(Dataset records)

☆ ☆ ☆ ☆ ☆

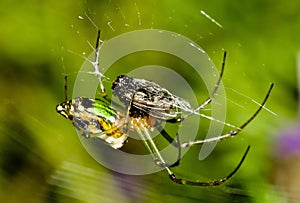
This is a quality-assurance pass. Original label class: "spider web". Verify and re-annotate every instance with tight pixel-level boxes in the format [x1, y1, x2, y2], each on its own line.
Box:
[56, 0, 276, 202]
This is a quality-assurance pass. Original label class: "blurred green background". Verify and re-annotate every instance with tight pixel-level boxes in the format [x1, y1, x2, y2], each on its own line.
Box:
[0, 0, 300, 203]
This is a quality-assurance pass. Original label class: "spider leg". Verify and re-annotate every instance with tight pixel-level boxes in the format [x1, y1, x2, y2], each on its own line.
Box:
[135, 122, 181, 168]
[181, 83, 274, 148]
[64, 75, 68, 102]
[194, 51, 227, 112]
[165, 146, 250, 186]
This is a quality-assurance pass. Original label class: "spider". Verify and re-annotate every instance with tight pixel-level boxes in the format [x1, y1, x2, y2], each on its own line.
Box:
[56, 31, 273, 186]
[93, 30, 274, 148]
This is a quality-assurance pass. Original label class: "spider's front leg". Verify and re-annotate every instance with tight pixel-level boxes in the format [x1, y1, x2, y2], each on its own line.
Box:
[180, 83, 274, 148]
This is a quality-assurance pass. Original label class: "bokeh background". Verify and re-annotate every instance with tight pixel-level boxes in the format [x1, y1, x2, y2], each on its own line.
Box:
[0, 0, 300, 203]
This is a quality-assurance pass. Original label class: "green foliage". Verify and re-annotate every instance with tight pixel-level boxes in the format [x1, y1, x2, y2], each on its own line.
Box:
[0, 0, 300, 202]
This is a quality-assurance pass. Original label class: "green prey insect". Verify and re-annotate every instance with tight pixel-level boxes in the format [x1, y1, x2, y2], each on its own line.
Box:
[56, 32, 256, 186]
[56, 76, 250, 186]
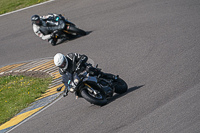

☆ ☆ ☆ ☆ ☆

#### INSTRUCTIONS TO FOLLOW:
Count the lines in the data above that contain the string "bokeh", and reply with the number alone.

#### TASK OUTPUT:
1